Copy out all of the records below with every "marker" swapped for "pin" and nothing else changed. Leave the pictures out.

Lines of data
— BEGIN —
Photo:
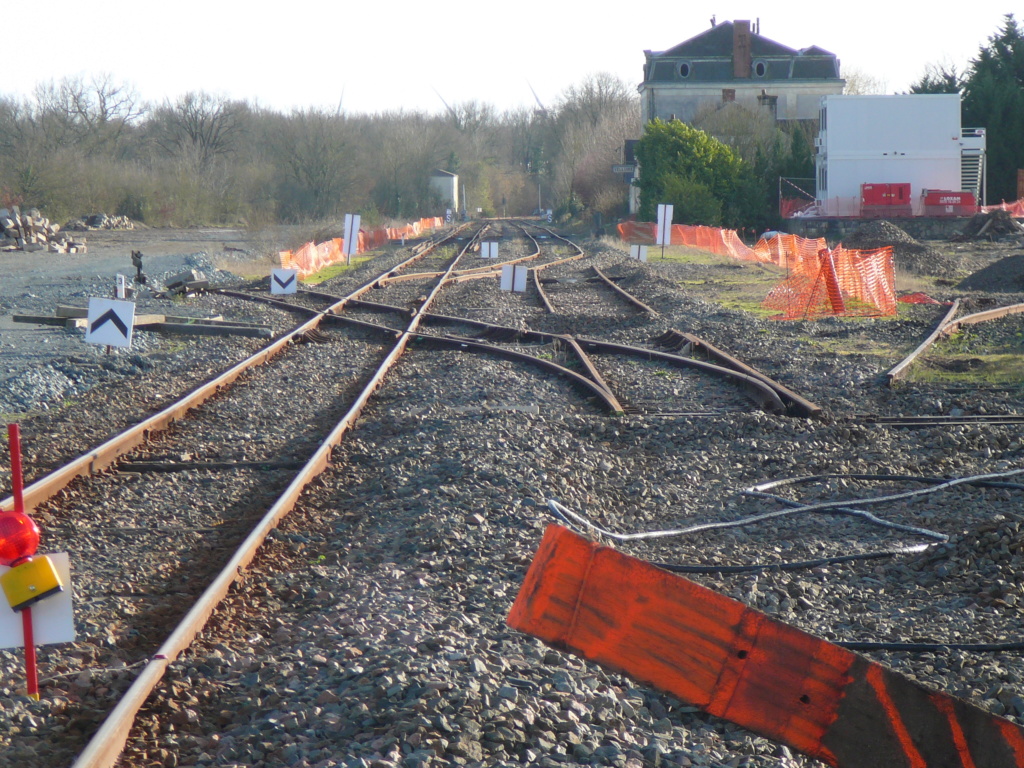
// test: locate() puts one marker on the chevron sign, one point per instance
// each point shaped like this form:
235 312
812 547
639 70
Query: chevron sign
284 281
110 322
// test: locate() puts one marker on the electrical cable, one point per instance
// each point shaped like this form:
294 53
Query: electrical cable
790 564
857 513
903 495
857 476
929 647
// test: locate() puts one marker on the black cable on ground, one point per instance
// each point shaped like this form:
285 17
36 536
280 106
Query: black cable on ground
882 478
930 647
856 513
794 565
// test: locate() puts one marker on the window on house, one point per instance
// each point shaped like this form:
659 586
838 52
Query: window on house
770 103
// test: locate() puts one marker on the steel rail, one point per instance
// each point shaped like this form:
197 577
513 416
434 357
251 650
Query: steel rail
903 368
625 294
768 393
764 390
108 453
598 389
763 394
909 422
968 320
108 743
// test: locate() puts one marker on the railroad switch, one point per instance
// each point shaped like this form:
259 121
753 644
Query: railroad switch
30 582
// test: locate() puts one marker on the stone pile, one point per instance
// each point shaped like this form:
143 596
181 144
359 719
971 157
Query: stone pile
908 254
33 231
99 221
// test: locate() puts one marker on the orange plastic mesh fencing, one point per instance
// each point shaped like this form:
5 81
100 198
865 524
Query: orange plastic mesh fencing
312 257
841 282
845 283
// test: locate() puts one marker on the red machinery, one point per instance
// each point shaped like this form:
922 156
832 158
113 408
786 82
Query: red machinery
947 203
885 201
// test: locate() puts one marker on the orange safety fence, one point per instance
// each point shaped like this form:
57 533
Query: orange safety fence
312 257
820 283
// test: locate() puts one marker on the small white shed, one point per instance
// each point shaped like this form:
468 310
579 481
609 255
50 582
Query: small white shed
445 185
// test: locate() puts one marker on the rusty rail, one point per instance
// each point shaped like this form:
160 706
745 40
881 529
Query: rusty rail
— END —
#### Result for this exercise:
Photo:
// test: locate() puts one pin on the chevron sign, one point per instance
// each point shaped like this form:
235 312
812 547
639 70
Query: chevron sign
284 281
110 322
// test: locate() puts one pin on the electrical cable, one point per instance
// each point shaped like this form:
294 53
Query: electrical cable
790 564
857 513
903 495
857 476
929 647
// test: locate() puts one pin on the black cable on ground, one point per instance
// each point shaped like this form:
285 17
36 536
280 106
Query: black cable on ground
882 478
930 647
856 513
794 565
// test: locate() puts one pin on the window on house, one point per instance
// each point shaped like this form:
659 586
838 52
Query: window on house
770 103
// test: locate() puts one pin on the steel rail, one point per instance
// each point shaped like this form:
197 577
513 416
434 357
251 650
Query: steel rail
903 368
625 294
768 393
764 390
108 453
598 389
763 394
909 422
968 320
108 743
// test: locate() puts one pin on the railroad switch, one point per instance
// each point shaped like this form:
259 121
753 644
Query: railroad switch
30 582
// test: locate() puts one pin on the stone pile, one point per instance
// each point shaped like this form:
143 596
181 144
359 719
971 157
Query: stone pile
908 254
33 231
99 221
// test: locate() puts one pin on the orange plastic mesh fencing, one point per instance
// each point shaped like this form:
5 81
100 198
865 524
Query: orange plastic mesh fencing
312 257
841 282
845 283
// test: locate() puts one pin on the red machinery, one point per instance
// each point shaped like this form:
922 156
832 158
113 408
786 82
Query: red machinery
947 203
885 201
// test: locate() puts one pin on the orange safety fence, one point per instance
// each point shaped like this form:
57 533
Query: orange safety fence
312 257
820 283
// test: locate() puts one pin on the small white shed, one point per instance
// each point shaped like this form:
468 310
579 481
609 255
50 582
Query: small white shed
445 185
// test: locate() puts one pin on the rusty rail, one point per instance
// each point shaped like this form:
160 706
745 40
881 529
Query: rusty rail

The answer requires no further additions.